▶ [What the task requires] List every line of the records that contains the word "stemmed".

## Start

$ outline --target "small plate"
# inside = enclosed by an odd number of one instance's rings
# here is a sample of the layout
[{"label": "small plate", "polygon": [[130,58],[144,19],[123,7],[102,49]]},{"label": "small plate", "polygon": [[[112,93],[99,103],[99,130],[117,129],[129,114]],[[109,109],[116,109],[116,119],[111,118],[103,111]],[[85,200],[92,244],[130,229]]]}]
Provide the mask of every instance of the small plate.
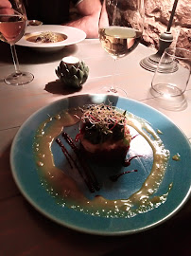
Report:
[{"label": "small plate", "polygon": [[[96,216],[62,207],[42,186],[33,157],[34,137],[39,125],[45,121],[47,117],[56,117],[64,109],[101,102],[113,102],[118,108],[128,110],[146,119],[155,131],[159,129],[163,132],[163,134],[159,134],[159,137],[163,140],[165,147],[170,151],[170,158],[165,177],[156,193],[158,195],[164,194],[166,192],[166,187],[170,183],[173,183],[173,186],[167,200],[158,208],[129,218]],[[71,129],[78,133],[77,127]],[[142,147],[142,150],[146,151],[145,146]],[[61,164],[64,164],[66,160],[61,151],[57,148],[57,152],[61,152],[61,155],[56,154],[56,158],[59,161],[61,160]],[[177,153],[181,155],[180,161],[172,159],[172,156]],[[190,158],[191,147],[189,141],[182,132],[165,116],[141,102],[107,95],[69,97],[40,109],[22,125],[14,138],[10,153],[10,164],[14,180],[23,195],[35,209],[61,225],[76,230],[99,235],[123,235],[142,231],[155,227],[174,215],[186,202],[191,192]],[[146,164],[146,169],[148,170],[152,166],[152,160],[144,158],[143,161]],[[137,162],[134,161],[133,164],[138,164],[138,160]],[[104,194],[106,198],[114,199],[122,198],[124,192],[133,193],[134,188],[142,186],[148,175],[147,172],[141,170],[141,167],[138,168],[137,173],[124,175],[124,178],[114,185],[111,186],[110,184],[108,191],[104,191],[105,187],[101,189],[99,194]],[[99,175],[101,174],[104,174],[104,172],[99,172]],[[96,173],[96,174],[98,174]]]},{"label": "small plate", "polygon": [[[56,34],[63,35],[63,41],[57,43],[34,43],[27,40],[29,36],[37,35],[41,32],[51,31]],[[66,46],[74,45],[83,41],[86,38],[86,33],[78,28],[68,26],[57,25],[42,25],[28,26],[26,34],[19,40],[16,45],[26,47],[31,47],[38,51],[57,51]]]}]

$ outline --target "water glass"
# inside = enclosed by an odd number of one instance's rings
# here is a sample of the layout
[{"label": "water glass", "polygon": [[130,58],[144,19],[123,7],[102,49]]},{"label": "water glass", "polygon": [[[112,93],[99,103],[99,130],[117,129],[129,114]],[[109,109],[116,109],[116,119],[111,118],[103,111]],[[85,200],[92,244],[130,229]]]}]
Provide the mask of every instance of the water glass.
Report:
[{"label": "water glass", "polygon": [[168,47],[161,57],[151,82],[154,96],[171,98],[182,95],[190,78],[191,51]]}]

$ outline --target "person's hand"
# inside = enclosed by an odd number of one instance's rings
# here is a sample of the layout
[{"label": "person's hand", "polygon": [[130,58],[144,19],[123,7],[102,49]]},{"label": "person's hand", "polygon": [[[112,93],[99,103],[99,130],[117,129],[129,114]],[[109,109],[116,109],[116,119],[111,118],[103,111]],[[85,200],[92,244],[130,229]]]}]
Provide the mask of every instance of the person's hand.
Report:
[{"label": "person's hand", "polygon": [[0,14],[9,14],[11,8],[12,6],[9,0],[0,0]]}]

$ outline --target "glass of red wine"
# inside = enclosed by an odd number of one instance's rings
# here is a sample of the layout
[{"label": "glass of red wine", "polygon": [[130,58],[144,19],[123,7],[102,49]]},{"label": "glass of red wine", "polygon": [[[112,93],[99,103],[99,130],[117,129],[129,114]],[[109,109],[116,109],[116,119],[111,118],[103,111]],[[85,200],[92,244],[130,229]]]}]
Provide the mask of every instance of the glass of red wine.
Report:
[{"label": "glass of red wine", "polygon": [[22,0],[9,0],[9,2],[11,9],[2,10],[0,13],[0,40],[10,45],[15,72],[5,78],[5,82],[11,85],[22,85],[34,79],[32,74],[20,71],[15,49],[15,43],[23,37],[26,31],[27,18]]},{"label": "glass of red wine", "polygon": [[144,0],[103,0],[99,17],[99,41],[104,50],[114,60],[113,84],[105,91],[127,96],[114,82],[116,60],[133,51],[142,38],[144,28]]}]

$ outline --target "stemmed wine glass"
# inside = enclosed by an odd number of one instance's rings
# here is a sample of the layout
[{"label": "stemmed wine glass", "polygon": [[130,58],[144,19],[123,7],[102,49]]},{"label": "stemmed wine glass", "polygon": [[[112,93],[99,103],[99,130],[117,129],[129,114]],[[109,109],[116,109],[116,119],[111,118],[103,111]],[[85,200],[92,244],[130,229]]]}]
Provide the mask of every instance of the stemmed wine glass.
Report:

## End

▶ [Answer in full]
$ outline --target "stemmed wine glass"
[{"label": "stemmed wine glass", "polygon": [[130,58],[144,19],[123,7],[102,49]]},{"label": "stemmed wine glass", "polygon": [[[112,93],[99,103],[99,130],[117,129],[129,114]],[[109,109],[116,109],[116,119],[111,118],[103,111]],[[85,200],[92,244],[130,229]]]}]
Provide the mask of every instance of the stemmed wine glass.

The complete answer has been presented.